### Set problem
The records that follow need to be output exactly as they are.
═════ Provided information ═════
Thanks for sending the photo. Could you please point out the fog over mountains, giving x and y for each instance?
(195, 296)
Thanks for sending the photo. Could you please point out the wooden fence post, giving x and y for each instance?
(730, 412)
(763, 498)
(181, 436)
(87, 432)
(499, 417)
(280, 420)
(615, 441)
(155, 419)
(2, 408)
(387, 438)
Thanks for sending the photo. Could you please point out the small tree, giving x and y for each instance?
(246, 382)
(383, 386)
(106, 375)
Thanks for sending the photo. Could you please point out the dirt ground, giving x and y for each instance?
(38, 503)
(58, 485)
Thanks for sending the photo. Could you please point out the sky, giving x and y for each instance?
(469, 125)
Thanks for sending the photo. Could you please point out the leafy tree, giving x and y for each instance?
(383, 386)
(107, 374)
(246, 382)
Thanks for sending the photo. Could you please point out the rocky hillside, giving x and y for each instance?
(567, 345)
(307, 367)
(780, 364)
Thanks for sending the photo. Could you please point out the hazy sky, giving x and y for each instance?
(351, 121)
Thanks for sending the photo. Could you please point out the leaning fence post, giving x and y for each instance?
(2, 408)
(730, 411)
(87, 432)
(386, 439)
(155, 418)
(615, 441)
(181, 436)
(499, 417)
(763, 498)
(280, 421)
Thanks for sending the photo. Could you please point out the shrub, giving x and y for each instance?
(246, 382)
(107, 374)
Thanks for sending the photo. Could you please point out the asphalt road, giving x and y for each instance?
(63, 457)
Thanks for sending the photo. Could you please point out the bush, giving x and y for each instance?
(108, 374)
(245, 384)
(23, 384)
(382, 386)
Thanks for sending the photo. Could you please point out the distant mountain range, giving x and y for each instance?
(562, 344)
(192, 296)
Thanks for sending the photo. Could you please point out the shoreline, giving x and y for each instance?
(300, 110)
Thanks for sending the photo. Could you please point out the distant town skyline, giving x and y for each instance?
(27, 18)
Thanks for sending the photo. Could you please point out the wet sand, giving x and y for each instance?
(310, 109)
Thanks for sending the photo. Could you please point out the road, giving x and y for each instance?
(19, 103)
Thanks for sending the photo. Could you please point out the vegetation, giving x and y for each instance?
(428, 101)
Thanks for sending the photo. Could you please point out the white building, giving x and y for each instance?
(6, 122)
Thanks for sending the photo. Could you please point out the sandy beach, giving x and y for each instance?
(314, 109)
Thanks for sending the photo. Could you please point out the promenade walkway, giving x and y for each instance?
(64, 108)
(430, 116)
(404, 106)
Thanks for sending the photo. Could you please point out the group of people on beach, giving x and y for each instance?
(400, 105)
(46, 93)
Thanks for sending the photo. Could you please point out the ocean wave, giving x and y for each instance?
═════
### Task result
Thanks for sending the photo. Could you please point out the fog over mountains, giving x and y for each instance?
(195, 296)
Thanks for sending the photo. Could you please point out the wooden fence post, giving x and y for each instance?
(730, 412)
(763, 498)
(181, 436)
(87, 432)
(499, 417)
(280, 420)
(615, 441)
(155, 419)
(2, 408)
(387, 438)
Thanks for sending the photo. Could you please point out the small tree, giving x and y for each instance?
(246, 382)
(383, 386)
(106, 375)
Thanks for sending the photo. Could you please point out the dirt ground, giving x and y for each instance?
(38, 503)
(58, 485)
Thanks for sending the photo. Could you please point out the sky, giving x and y for each instance?
(469, 125)
Thanks for sending the photo. Could you please point out the leafy tree, giving x and y for each instance?
(383, 386)
(107, 374)
(246, 382)
Thanks for sending the photo. Could you please point out the rocky hillside, giving x and y for each instance?
(567, 345)
(307, 367)
(780, 364)
Thanks for sending the photo. Could you please point out the hazy sky, giving x and y for each instance?
(351, 121)
Thanks for sending the photo. Could you please point out the leaning fence post, giving x and y for each instance?
(2, 408)
(730, 411)
(87, 432)
(386, 439)
(155, 418)
(615, 441)
(181, 436)
(499, 417)
(763, 498)
(280, 421)
Thanks for sending the photo. Could you please point out the shrub, giving x and y for each instance?
(246, 382)
(107, 374)
Thanks for sending the photo. Could you please point out the asphalt road, giving x and y for each instance?
(63, 457)
Thanks for sending the photo. Could you please point out the bush, giving x and y for each instance?
(108, 374)
(245, 384)
(23, 384)
(382, 386)
Thanks for sending the photo. Could you please point out the distant mountain range, giving x and y for each instance?
(562, 344)
(192, 296)
Thanks for sending the photo. Could you please point out the shoreline, giving x and y for each instance?
(300, 110)
Thanks for sending the photo. Could you please point out the distant town skyline, giving x and y for each instance?
(27, 18)
Thanks for sending the photo. Could you please point out the wet sand, giving x and y for each instance?
(310, 109)
Thanks for sending the photo. Could you please point out the road, giving x and y for each instance?
(19, 103)
Thanks for sending the photo. Could you please point out the vegetation, giving x and y for each instance?
(428, 101)
Thanks for sending the photo. Could you please point out the white building, giving x and y for each instance?
(6, 122)
Thanks for sending the photo. Could you please point out the sandy beach, giving x and y for each instance?
(314, 109)
Thanks for sending the photo. Could you please point out the promenade walkway, giving x and y for each instance?
(64, 108)
(430, 116)
(404, 106)
Thanks for sending the photo. Could you please point out the group of people on beach, giving x and y for each instance?
(400, 105)
(46, 93)
Thanks for sending the photo. Could you please point out the ocean wave, giving x and y for each instance?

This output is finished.